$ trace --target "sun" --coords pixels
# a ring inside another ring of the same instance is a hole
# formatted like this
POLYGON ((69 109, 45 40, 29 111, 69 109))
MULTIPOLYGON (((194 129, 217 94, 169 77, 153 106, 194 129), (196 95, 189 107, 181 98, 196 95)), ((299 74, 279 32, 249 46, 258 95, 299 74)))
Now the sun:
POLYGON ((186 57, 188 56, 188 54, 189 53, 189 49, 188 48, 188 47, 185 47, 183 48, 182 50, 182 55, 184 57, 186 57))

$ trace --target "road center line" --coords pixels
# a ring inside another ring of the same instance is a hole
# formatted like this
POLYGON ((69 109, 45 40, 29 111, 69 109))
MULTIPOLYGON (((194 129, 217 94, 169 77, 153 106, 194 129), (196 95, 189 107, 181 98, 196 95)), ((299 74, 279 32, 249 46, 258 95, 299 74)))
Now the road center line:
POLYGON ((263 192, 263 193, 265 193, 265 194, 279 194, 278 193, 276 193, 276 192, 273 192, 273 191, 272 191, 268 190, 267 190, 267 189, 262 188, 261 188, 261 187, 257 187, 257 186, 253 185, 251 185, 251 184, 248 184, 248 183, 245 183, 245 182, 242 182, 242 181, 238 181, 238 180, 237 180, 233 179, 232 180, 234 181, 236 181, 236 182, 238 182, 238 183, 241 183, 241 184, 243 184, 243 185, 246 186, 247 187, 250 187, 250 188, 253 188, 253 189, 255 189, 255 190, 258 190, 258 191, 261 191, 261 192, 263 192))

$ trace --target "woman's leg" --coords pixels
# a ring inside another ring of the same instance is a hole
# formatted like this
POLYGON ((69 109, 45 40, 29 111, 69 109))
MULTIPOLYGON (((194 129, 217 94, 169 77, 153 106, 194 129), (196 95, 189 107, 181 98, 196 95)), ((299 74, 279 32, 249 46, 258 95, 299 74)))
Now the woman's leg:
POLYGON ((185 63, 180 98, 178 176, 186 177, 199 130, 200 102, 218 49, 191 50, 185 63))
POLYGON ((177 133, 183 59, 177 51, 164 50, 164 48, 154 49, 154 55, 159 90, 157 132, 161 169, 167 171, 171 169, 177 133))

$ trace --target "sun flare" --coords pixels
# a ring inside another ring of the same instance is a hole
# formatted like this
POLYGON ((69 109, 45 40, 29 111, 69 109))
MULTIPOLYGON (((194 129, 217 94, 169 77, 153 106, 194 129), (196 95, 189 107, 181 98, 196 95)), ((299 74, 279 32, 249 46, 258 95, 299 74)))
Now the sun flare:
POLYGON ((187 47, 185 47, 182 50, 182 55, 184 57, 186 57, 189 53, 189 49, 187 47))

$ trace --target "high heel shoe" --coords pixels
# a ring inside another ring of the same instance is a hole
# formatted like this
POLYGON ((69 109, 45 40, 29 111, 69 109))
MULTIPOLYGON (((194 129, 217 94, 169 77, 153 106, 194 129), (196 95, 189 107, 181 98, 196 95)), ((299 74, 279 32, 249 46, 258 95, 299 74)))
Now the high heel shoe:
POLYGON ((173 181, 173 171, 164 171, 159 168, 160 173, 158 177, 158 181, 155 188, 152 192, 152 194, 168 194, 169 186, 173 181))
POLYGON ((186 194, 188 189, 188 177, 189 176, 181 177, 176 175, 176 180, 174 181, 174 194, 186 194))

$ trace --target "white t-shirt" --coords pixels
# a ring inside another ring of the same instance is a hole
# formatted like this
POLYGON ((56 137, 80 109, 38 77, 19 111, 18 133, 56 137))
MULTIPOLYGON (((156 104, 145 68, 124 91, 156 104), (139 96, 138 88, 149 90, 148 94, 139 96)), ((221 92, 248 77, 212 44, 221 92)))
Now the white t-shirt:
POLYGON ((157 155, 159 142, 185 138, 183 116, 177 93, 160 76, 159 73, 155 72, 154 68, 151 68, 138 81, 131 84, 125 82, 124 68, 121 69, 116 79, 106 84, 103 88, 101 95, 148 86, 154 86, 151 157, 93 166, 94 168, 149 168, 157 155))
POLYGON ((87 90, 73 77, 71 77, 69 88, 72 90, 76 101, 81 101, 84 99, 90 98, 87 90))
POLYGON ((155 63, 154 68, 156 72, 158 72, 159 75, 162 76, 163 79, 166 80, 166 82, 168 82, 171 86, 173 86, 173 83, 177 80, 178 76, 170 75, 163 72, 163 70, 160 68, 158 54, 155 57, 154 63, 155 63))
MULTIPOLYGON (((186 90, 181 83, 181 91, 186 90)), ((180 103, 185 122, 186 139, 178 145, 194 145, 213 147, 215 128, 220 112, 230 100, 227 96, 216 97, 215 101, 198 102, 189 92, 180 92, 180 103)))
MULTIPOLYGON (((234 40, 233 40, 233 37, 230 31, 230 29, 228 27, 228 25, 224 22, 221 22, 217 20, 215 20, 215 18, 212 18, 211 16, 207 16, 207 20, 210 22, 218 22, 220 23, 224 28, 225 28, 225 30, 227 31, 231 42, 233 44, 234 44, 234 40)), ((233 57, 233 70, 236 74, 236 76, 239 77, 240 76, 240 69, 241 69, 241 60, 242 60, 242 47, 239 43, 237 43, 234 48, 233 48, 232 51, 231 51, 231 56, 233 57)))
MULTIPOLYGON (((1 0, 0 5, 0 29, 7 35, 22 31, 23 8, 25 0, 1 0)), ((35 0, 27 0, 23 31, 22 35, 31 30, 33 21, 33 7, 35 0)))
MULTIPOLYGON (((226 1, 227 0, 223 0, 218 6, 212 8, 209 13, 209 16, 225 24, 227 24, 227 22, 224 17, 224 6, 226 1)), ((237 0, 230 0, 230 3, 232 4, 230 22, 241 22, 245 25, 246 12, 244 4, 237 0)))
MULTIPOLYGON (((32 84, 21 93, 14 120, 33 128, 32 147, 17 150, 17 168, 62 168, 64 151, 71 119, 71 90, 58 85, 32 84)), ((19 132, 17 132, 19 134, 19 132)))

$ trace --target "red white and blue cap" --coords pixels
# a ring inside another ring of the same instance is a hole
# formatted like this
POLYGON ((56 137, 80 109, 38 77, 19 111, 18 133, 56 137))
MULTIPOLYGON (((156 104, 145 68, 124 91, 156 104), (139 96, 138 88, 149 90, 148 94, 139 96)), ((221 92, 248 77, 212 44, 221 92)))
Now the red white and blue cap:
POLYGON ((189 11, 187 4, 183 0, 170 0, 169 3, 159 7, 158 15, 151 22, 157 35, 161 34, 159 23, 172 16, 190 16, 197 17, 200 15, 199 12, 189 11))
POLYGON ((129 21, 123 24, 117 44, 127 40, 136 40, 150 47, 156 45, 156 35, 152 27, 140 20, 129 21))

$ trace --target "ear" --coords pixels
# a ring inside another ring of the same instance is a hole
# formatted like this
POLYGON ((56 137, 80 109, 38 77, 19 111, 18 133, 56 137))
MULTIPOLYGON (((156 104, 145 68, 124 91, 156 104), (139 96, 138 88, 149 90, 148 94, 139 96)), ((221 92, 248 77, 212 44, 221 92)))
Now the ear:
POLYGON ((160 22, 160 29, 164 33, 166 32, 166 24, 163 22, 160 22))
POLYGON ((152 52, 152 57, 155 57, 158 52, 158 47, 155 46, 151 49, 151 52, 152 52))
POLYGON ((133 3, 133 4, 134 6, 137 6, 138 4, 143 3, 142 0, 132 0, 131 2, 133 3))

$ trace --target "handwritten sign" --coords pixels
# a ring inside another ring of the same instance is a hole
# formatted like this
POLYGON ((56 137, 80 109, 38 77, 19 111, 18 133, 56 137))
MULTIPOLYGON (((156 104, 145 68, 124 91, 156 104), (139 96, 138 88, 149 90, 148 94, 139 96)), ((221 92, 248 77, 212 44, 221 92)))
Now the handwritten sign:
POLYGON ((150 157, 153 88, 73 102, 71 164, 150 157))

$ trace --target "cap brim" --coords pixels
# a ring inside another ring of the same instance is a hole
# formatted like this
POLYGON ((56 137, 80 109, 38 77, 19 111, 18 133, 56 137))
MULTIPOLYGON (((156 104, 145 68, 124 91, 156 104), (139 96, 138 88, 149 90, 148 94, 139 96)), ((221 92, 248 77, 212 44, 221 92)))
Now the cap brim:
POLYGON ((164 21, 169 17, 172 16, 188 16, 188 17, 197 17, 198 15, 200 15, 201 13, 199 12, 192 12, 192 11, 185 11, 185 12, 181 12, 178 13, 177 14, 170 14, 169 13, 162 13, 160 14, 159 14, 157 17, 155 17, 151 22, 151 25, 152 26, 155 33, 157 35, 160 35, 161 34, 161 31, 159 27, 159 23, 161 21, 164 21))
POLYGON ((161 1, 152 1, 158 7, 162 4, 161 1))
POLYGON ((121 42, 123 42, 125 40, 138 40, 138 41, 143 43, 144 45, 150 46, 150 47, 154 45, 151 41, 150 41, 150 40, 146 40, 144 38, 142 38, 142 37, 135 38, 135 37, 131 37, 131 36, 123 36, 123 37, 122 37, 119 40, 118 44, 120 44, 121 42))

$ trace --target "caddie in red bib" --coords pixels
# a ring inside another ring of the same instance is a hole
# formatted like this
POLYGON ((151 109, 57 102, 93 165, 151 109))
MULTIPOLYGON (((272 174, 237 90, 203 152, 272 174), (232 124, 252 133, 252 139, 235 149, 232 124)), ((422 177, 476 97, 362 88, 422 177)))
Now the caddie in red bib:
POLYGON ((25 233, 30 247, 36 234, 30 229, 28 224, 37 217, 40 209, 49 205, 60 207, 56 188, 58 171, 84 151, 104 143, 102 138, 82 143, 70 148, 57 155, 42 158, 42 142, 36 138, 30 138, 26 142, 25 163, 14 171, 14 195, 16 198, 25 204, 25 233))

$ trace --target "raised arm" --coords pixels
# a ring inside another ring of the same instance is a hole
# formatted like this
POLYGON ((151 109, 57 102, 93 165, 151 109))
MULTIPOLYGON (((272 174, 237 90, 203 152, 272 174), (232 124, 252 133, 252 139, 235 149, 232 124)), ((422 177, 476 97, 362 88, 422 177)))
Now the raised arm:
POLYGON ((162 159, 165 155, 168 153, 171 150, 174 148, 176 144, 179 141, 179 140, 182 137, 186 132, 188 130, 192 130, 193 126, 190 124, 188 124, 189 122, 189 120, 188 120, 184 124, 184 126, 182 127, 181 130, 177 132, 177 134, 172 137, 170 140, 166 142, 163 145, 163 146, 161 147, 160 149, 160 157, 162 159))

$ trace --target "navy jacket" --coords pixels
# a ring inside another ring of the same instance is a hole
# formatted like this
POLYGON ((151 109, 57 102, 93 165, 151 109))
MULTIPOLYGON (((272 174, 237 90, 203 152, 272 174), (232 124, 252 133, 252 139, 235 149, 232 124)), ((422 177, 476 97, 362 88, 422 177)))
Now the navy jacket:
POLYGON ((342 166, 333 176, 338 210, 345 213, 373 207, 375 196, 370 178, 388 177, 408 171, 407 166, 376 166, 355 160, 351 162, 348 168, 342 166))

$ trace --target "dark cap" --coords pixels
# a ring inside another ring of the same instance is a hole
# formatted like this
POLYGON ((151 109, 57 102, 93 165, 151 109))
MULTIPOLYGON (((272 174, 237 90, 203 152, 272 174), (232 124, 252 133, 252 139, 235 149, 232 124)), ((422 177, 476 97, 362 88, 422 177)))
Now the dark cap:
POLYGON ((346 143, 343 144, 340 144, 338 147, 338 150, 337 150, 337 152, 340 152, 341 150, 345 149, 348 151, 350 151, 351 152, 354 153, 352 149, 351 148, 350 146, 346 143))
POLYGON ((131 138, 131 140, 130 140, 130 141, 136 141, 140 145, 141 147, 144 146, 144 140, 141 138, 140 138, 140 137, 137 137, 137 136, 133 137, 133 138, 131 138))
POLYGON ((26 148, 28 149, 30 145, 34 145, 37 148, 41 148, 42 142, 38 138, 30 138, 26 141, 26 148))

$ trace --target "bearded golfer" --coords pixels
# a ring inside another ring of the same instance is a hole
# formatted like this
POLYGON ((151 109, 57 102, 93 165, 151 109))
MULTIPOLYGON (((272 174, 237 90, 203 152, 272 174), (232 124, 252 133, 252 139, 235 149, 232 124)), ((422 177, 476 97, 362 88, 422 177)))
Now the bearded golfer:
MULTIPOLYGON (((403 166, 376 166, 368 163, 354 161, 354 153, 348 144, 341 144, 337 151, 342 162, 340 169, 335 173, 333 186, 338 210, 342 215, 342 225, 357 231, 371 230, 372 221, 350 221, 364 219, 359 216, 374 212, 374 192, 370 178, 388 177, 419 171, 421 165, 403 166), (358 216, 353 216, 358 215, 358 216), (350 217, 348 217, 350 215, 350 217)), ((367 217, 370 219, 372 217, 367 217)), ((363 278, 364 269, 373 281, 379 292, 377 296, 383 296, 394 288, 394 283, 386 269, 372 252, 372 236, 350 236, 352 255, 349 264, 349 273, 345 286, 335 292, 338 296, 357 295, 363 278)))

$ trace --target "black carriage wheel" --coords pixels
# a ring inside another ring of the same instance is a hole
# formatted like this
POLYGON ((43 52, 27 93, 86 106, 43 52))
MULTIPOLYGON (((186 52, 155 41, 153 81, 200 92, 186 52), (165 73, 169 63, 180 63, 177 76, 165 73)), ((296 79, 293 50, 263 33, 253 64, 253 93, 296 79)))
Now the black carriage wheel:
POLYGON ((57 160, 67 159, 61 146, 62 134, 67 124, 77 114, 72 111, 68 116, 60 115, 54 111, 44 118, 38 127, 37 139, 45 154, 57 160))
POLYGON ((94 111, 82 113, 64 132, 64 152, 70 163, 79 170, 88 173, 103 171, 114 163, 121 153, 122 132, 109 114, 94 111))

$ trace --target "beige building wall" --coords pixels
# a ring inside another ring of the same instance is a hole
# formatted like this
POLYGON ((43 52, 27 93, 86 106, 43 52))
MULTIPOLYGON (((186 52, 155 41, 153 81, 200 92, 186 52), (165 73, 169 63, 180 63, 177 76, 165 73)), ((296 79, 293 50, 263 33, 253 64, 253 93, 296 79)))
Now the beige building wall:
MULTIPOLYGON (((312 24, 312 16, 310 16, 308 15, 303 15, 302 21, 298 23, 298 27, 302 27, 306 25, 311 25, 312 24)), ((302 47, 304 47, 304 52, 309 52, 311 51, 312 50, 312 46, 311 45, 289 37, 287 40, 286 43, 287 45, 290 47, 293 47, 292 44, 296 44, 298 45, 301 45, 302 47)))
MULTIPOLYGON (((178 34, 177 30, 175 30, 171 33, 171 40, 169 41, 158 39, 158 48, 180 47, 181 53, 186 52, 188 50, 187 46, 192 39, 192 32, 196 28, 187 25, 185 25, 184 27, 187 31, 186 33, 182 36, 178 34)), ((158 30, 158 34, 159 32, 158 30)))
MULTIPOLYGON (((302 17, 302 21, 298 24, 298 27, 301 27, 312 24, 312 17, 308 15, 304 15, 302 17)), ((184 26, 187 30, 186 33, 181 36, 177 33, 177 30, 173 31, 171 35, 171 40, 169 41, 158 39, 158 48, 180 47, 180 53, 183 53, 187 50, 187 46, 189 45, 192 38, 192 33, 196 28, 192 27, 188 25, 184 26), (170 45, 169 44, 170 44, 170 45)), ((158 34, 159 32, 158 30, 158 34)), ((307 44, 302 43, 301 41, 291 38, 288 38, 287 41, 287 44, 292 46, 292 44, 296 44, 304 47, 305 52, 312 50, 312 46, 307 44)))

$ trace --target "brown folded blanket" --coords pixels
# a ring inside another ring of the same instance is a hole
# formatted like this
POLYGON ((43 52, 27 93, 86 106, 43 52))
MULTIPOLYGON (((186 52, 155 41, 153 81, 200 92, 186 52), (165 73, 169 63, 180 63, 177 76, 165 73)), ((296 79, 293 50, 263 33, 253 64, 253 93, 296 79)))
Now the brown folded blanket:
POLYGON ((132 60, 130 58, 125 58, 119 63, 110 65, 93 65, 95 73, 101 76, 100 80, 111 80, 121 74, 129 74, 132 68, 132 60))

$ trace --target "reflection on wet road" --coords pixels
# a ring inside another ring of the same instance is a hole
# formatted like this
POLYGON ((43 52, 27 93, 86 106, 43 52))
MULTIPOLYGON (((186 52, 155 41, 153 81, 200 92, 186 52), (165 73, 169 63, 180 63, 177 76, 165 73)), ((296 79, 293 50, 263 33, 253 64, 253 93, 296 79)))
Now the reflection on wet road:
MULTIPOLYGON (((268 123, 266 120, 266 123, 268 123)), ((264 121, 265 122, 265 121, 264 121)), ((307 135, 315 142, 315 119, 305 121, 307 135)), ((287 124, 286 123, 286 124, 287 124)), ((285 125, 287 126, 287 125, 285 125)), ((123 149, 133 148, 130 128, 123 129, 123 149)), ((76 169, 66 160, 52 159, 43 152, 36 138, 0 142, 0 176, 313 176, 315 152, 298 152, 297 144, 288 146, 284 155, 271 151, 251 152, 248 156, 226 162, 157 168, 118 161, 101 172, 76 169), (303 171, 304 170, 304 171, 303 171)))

Written exercise: Return each line of the items that contains the string "black". Case counts.

In response:
$ trace --target "black carriage wheel" --coords pixels
Now the black carriage wheel:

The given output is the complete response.